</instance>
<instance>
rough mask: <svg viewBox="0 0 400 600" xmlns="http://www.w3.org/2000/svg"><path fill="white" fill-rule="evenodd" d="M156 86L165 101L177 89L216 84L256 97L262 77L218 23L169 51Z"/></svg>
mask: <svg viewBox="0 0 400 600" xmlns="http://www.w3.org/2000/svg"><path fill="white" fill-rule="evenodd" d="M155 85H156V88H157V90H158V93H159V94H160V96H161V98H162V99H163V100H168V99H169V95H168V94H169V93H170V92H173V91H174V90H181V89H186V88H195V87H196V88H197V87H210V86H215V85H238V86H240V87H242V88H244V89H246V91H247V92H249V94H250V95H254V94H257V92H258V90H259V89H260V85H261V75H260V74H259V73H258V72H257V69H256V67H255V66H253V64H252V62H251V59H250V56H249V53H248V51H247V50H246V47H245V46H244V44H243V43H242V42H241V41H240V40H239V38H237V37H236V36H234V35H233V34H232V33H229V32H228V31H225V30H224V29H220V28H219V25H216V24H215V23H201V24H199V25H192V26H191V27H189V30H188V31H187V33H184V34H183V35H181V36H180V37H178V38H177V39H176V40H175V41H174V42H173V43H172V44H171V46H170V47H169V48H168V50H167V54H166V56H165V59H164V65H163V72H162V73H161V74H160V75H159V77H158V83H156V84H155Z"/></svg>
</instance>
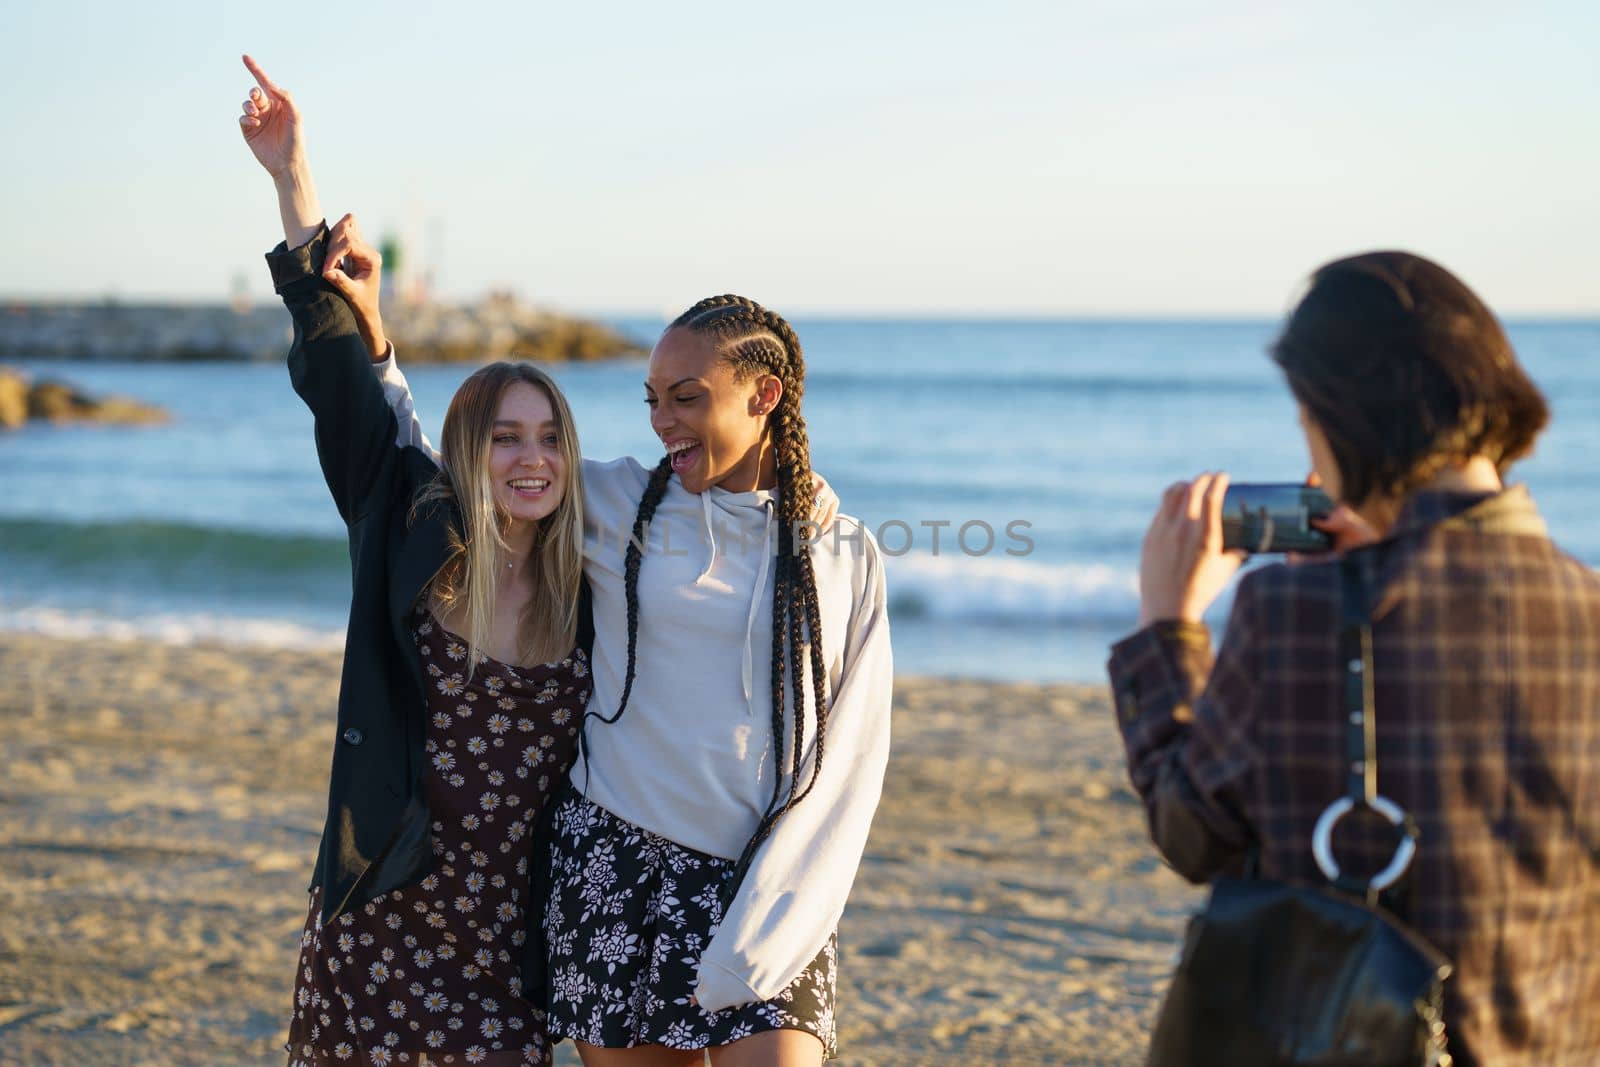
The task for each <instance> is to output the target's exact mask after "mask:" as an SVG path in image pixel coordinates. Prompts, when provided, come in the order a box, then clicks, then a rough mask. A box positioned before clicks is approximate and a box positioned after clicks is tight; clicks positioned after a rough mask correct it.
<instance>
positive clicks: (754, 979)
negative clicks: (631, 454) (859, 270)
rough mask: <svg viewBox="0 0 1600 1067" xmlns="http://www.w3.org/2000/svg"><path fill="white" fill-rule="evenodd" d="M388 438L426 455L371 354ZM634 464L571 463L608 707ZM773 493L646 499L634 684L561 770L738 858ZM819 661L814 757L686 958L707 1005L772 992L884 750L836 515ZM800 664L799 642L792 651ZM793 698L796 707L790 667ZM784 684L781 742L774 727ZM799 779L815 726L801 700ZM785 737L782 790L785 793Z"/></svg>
mask: <svg viewBox="0 0 1600 1067" xmlns="http://www.w3.org/2000/svg"><path fill="white" fill-rule="evenodd" d="M376 370H378V371H379V378H381V381H382V382H384V394H386V395H387V397H389V402H390V406H392V408H394V410H395V414H397V419H398V424H400V442H402V443H410V445H418V446H421V448H427V450H430V445H429V443H427V440H426V437H424V435H422V432H421V426H419V424H418V421H416V414H414V406H413V403H411V390H410V387H408V386H406V381H405V376H403V374H402V373H400V368H398V366H397V365H395V360H394V358H389V360H387V362H384V363H381V365H378V366H376ZM648 478H650V472H648V470H645V467H642V466H640V464H638V462H637V461H634V459H614V461H611V462H595V461H589V459H586V461H584V494H586V496H584V515H586V522H584V574H586V576H587V577H589V585H590V590H592V593H594V613H595V649H594V694H592V696H590V699H589V710H590V712H595V713H600V715H606V717H610V715H614V713H616V709H618V704H619V701H621V694H622V680H624V677H626V670H627V603H626V595H624V582H622V561H624V552H626V549H627V542H629V536H630V531H632V526H634V515H635V514H637V510H638V501H640V498H642V496H643V491H645V483H646V482H648ZM774 496H776V494H774V493H771V491H763V490H757V491H750V493H728V491H725V490H718V488H710V490H707V491H706V493H699V494H694V493H690V491H686V490H685V488H683V485H682V482H680V480H678V477H677V475H674V477H672V480H670V482H669V486H667V493H666V496H664V498H662V501H661V504H659V507H658V509H656V515H654V520H653V523H651V528H650V533H648V536H646V539H645V545H646V547H645V557H643V563H642V566H640V574H638V603H640V608H638V632H637V657H635V678H634V691H632V694H630V697H629V704H627V710H626V712H624V713H622V718H619V720H618V721H616V723H602V721H590V723H589V726H587V734H586V736H587V742H589V771H587V776H586V773H584V765H582V761H579V763H578V765H576V766H574V768H573V782H574V785H578V789H581V790H584V792H586V793H587V797H589V798H590V800H592V801H594V803H597V805H600V806H602V808H605V809H606V811H611V813H613V814H616V816H618V817H621V819H626V821H627V822H632V824H634V825H638V827H642V829H645V830H651V832H653V833H659V835H661V837H664V838H667V840H670V841H675V843H678V845H683V846H686V848H693V849H696V851H702V853H709V854H712V856H722V857H726V859H734V857H738V856H739V854H741V853H742V851H744V846H746V843H747V841H749V840H750V835H752V833H754V832H755V829H757V824H758V822H760V817H762V813H763V811H766V805H768V801H770V800H771V797H773V728H771V707H773V704H771V649H773V585H774V581H773V565H774V563H776V533H778V531H776V523H778V520H776V514H774V506H776V501H774ZM810 552H811V561H813V568H814V571H816V587H818V600H819V605H821V616H822V654H824V664H826V669H827V696H829V713H827V734H826V744H824V760H822V771H821V774H818V777H816V782H814V785H813V789H811V793H810V795H808V797H806V798H805V800H803V801H802V803H800V805H798V806H795V808H794V809H790V811H789V813H787V814H786V816H784V817H782V819H779V822H778V825H776V827H773V832H771V835H770V837H768V838H766V841H765V843H763V845H762V848H760V849H758V851H757V854H755V857H754V862H752V865H750V870H749V873H747V875H746V878H744V881H742V885H741V886H739V893H738V894H736V896H734V899H733V902H731V905H730V909H728V913H726V915H725V917H723V921H722V925H720V926H718V929H717V934H715V936H714V937H712V941H710V944H709V945H707V947H706V952H704V953H702V955H701V969H699V984H698V985H696V990H694V997H696V1000H698V1001H699V1005H701V1006H702V1008H704V1009H707V1011H722V1009H726V1008H733V1006H738V1005H746V1003H750V1001H757V1000H770V998H773V997H776V995H778V993H779V992H782V990H784V987H787V985H789V982H792V981H794V979H795V977H797V976H798V974H800V971H803V969H805V966H806V965H808V963H810V961H811V960H813V958H814V957H816V953H818V952H819V950H821V949H822V945H824V944H826V941H827V936H829V933H832V929H834V928H835V926H837V925H838V918H840V915H842V913H843V910H845V899H846V897H848V896H850V886H851V883H853V881H854V877H856V869H858V867H859V864H861V854H862V851H864V849H866V843H867V832H869V829H870V825H872V814H874V811H875V809H877V803H878V797H880V793H882V789H883V771H885V768H886V765H888V747H890V702H891V697H893V677H894V670H893V662H891V654H890V625H888V601H886V595H885V585H883V561H882V558H880V555H878V547H877V542H875V541H874V539H872V534H870V533H869V531H867V530H866V528H864V526H862V525H861V523H859V522H856V520H854V518H850V517H845V515H840V517H838V520H837V523H835V526H834V530H832V531H829V533H826V534H822V536H821V539H819V542H818V544H814V545H813V547H811V549H810ZM802 659H805V661H806V664H808V657H802ZM805 677H806V686H805V689H806V705H808V707H810V705H811V683H810V667H808V665H806V675H805ZM792 701H794V697H792V694H786V709H784V710H786V726H784V737H786V749H787V739H790V737H792V728H794V705H792ZM805 720H806V729H805V747H803V752H805V758H803V761H802V781H803V782H805V781H808V779H810V776H811V755H813V745H814V741H816V739H814V731H813V729H811V726H810V720H811V712H810V710H808V712H806V717H805ZM787 757H789V753H787V752H786V758H784V769H786V777H784V784H782V795H787V766H789V758H787Z"/></svg>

☆ ☆ ☆ ☆

> **TASK BRIEF**:
Search the listing above for the lines with "The task for" and "negative clicks: (631, 454) (859, 270)", then output those lines and all lines between them exactly.

> **TASK RESULT**:
The task for each <instance> is to output the target's exact mask after "mask:" as an SVG path in image pixel coordinates. Prompts, when provided, come in the order a box, then clicks, then a rough mask. A box positioned before clicks is approximate and a box positioned after clicks is tight; clicks positioned after a rough mask correct it.
<instance>
positive clicks: (754, 979)
negative clicks: (631, 454) (859, 270)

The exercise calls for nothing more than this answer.